Without this investment, more extreme floods, fires and hurricanes will place many more lives at risk and millions of people in the global south will be pushed into extreme poverty.

Yet, as it stands, there are major gaps in global adaptation finance.

In the new Adaptation Finance Gap Update, part of the UN Environment Programme (UNEP) Adaptation Gap Report 2023, we examine recent trends in adaptation funding.

Specifically, we focus on the flow of public adaptation funds from the governments of developed countries to developing countries, since the implementation of the Paris Agreement.

In this article, we identify three major gaps in adaptation finance and explain why these gaps have emerged even as nations commit to scaling up these funds.

Financial shortfall

Adaptation costs for developing countries are estimated at between $215bn and $387bn annually this decade, according to the latest Adaptation Finance Gap Update report.

Spending from the public funds of developed nations, while not the only source of adaptation finance, remains a crucial source, especially for low-income countries.

As it stands, people in the least developed countries (LDCs) and small-island states are often more exposed to climate hazards and more likely to be killed by climate-related disasters. This is despite the fact that these nations bear very little responsibility for causing climate change.

Under the Paris Agreement, developed countries agreed to achieve a balance in the amount of climate finance to adaptation and mitigation. However, far more funds have been channelled towards cutting emissions than preparing for climate impacts.

The commitments made by developed countries so far fall drastically short of the costs and needs expressed by developing countries.

Observed flows of public adaptation finance from these nations have been well below $30bn each year.

At the COP26 climate summit in Glasgow, developed countries pledged to double their adaptation finance contribution by 2025. However, as the chart below shows, progress towards this goal has fluctuated since the baseline year of 2019 (figures are not yet available for 2022 and 2023.)

_ _ _ _ _ _ _

- _PROBLEM 1_: Count the lines of the entries below that contain the string "every", with case counting, and give only the number.

_ _ _ _ _ _ _

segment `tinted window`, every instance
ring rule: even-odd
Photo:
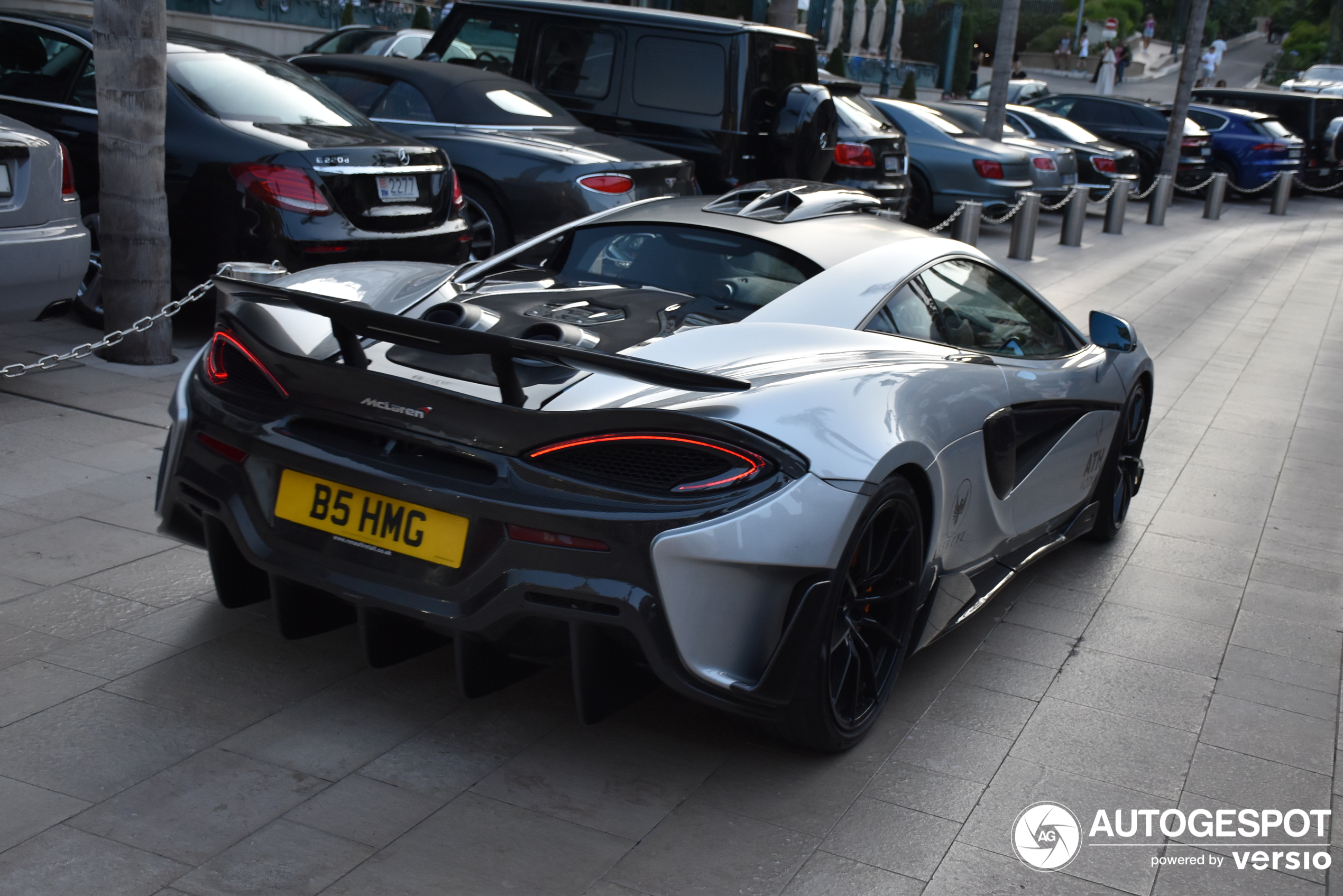
[[[651,109],[717,116],[727,81],[723,47],[702,40],[639,38],[634,102]]]
[[[990,355],[1050,357],[1077,348],[1064,324],[998,271],[967,259],[916,278],[952,345]]]
[[[819,273],[774,243],[700,227],[639,224],[575,231],[556,265],[561,281],[657,286],[733,302],[766,305]]]
[[[541,32],[536,86],[548,93],[600,99],[611,89],[615,35],[551,26]]]
[[[265,125],[367,125],[348,102],[278,60],[246,60],[222,52],[169,52],[168,77],[216,118]]]
[[[932,302],[919,289],[912,283],[905,283],[896,290],[890,301],[881,306],[877,316],[868,324],[868,329],[874,333],[892,333],[944,343],[945,337],[933,321],[932,308]]]
[[[517,40],[522,34],[522,26],[512,19],[486,19],[473,16],[462,21],[453,44],[463,44],[474,58],[459,58],[451,51],[445,54],[445,62],[501,71],[505,75],[513,74],[513,60],[517,58]]]
[[[434,110],[419,90],[398,81],[372,111],[373,118],[395,118],[398,121],[434,121]]]
[[[391,78],[361,71],[320,71],[313,77],[365,114],[387,91],[387,85],[392,83]]]
[[[85,47],[55,31],[0,21],[0,94],[66,102]]]

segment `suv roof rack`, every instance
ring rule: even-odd
[[[787,224],[826,215],[881,211],[881,200],[861,189],[813,180],[757,180],[719,196],[704,211]]]

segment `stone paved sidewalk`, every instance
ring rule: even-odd
[[[1322,870],[1151,865],[1197,846],[1011,856],[1042,799],[1085,821],[1336,790],[1343,203],[1142,211],[1123,238],[1092,218],[1084,250],[1046,218],[1018,265],[1156,356],[1123,537],[917,654],[841,756],[666,690],[584,727],[564,669],[467,703],[450,647],[372,670],[349,630],[282,641],[154,533],[180,365],[0,382],[0,895],[1324,896]],[[86,340],[12,326],[0,361]]]

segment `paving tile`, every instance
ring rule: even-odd
[[[1026,700],[1039,700],[1057,673],[1050,666],[982,650],[966,662],[955,680]]]
[[[337,780],[428,727],[442,711],[337,682],[224,740],[226,750]]]
[[[860,797],[821,846],[845,858],[928,880],[959,832],[958,822]]]
[[[173,885],[193,896],[312,896],[372,853],[364,844],[281,818]]]
[[[1199,742],[1320,774],[1334,771],[1334,719],[1225,695],[1213,697]]]
[[[717,832],[708,833],[712,837]],[[815,842],[791,832],[783,837],[804,840],[808,845],[806,852]],[[647,846],[651,840],[645,840],[641,846]],[[445,849],[445,844],[451,844],[451,849]],[[633,845],[583,825],[488,797],[463,794],[324,891],[324,896],[579,896]],[[698,850],[693,844],[686,845],[693,858],[682,858],[674,870],[702,875],[712,861],[732,862],[736,858],[751,864],[743,856],[755,853],[753,848],[764,844],[708,838],[701,841]],[[788,866],[776,873],[791,876],[804,857],[804,853],[796,858],[790,854]],[[619,879],[611,883],[631,885]],[[783,881],[779,888],[782,885]],[[634,888],[658,896],[665,892]]]
[[[1292,622],[1242,610],[1236,618],[1232,643],[1322,666],[1339,665],[1340,634],[1332,626]]]
[[[0,604],[0,622],[79,639],[129,625],[150,613],[152,607],[134,600],[63,584]]]
[[[0,557],[12,576],[60,584],[171,547],[156,535],[75,519],[0,539]]]
[[[651,896],[780,892],[819,841],[689,799],[631,849],[606,880]]]
[[[1034,712],[1031,700],[952,681],[924,716],[999,737],[1015,737]]]
[[[1064,664],[1049,696],[1198,732],[1213,684],[1206,676],[1082,646]]]
[[[89,806],[83,799],[0,778],[0,853]],[[3,857],[0,857],[3,862]]]
[[[328,782],[204,750],[73,818],[73,827],[199,865]]]
[[[615,721],[569,721],[497,768],[471,790],[615,834],[641,840],[727,754]],[[835,782],[838,783],[838,782]],[[849,783],[850,798],[862,790]],[[747,807],[733,807],[747,811]]]
[[[109,629],[82,641],[62,643],[43,653],[42,660],[110,680],[167,660],[180,650],[181,647]]]
[[[987,782],[992,778],[1011,740],[960,728],[944,721],[925,720],[916,724],[893,758],[920,768],[967,780]]]
[[[298,642],[235,631],[133,672],[106,689],[224,733],[265,719],[360,665],[360,660],[308,650]]]
[[[1082,825],[1084,844],[1068,865],[1068,875],[1132,893],[1146,893],[1151,888],[1156,869],[1146,860],[1133,861],[1133,854],[1143,852],[1140,848],[1096,846],[1107,842],[1140,842],[1144,837],[1120,841],[1108,838],[1104,833],[1095,837],[1088,834],[1101,809],[1112,817],[1121,807],[1174,809],[1174,801],[1015,758],[1009,758],[994,776],[962,829],[959,841],[1017,861],[1010,836],[1013,823],[1027,806],[1046,801],[1068,807]],[[1159,844],[1162,837],[1158,834],[1152,840]],[[1078,885],[1076,892],[1091,891]]]
[[[1078,707],[1046,695],[1011,755],[1175,799],[1194,743],[1193,732]]]
[[[0,895],[153,893],[187,870],[171,858],[56,825],[0,853]]]
[[[817,850],[783,896],[919,896],[923,888],[920,880]]]
[[[142,560],[95,572],[78,584],[156,607],[169,607],[215,590],[210,560],[185,548],[164,551]]]
[[[349,775],[285,818],[381,849],[439,809],[443,801],[406,787]]]

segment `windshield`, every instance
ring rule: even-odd
[[[1311,66],[1305,70],[1308,81],[1343,81],[1343,66]]]
[[[557,279],[655,286],[747,309],[767,305],[821,273],[796,253],[702,227],[608,224],[573,231],[555,263]]]
[[[368,125],[344,99],[279,60],[246,60],[223,52],[168,54],[168,77],[204,111],[226,121]]]

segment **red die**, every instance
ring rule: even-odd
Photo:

_ _ _ _ _ _ _

- _PROBLEM 2_: Please reproduce the whole adaptation finance passage above, word for word.

- _WORKED SOLUTION 1_: 6

- _WORKED SOLUTION 2_:
Without this investment, more extreme floods, fires and hurricanes will place many more lives at risk and millions of people in the global south will be pushed into extreme poverty.

Yet, as it stands, there are major gaps in global adaptation finance.

In the new Adaptation Finance Gap Update, part of the UN Environment Programme (UNEP) Adaptation Gap Report 2023, we examine recent trends in adaptation funding.

Specifically, we focus on the flow of public adaptation funds from the governments of developed countries to developing countries, since the implementation of the Paris Agreement.

In this article, we identify three major gaps in adaptation finance and explain why these gaps have emerged even as nations commit to scaling up these funds.

Financial shortfall

Adaptation costs for developing countries are estimated at between $215bn and $387bn annually this decade, according to the latest Adaptation Finance Gap Update report.

Spending from the public funds of developed nations, while not the only source of adaptation finance, remains a crucial source, especially for low-income countries.

As it stands, people in the least developed countries (LDCs) and small-island states are often more exposed to climate hazards and more likely to be killed by climate-related disasters. This is despite the fact that these nations bear very little responsibility for causing climate change.

Under the Paris Agreement, developed countries agreed to achieve a balance in the amount of climate finance to adaptation and mitigation. However, far more funds have been channelled towards cutting emissions than preparing for climate impacts.

The commitments made by developed countries so far fall drastically short of the costs and needs expressed by developing countries.

Observed flows of public adaptation finance from these nations have been well below $30bn each year.

At the COP26 climate summit in Glasgow, developed countries pledged to double their adaptation finance contribution by 2025. However, as the chart below shows, progress towards this goal has fluctuated since the baseline year of 2019 (figures are not yet available for 2022 and 2023.)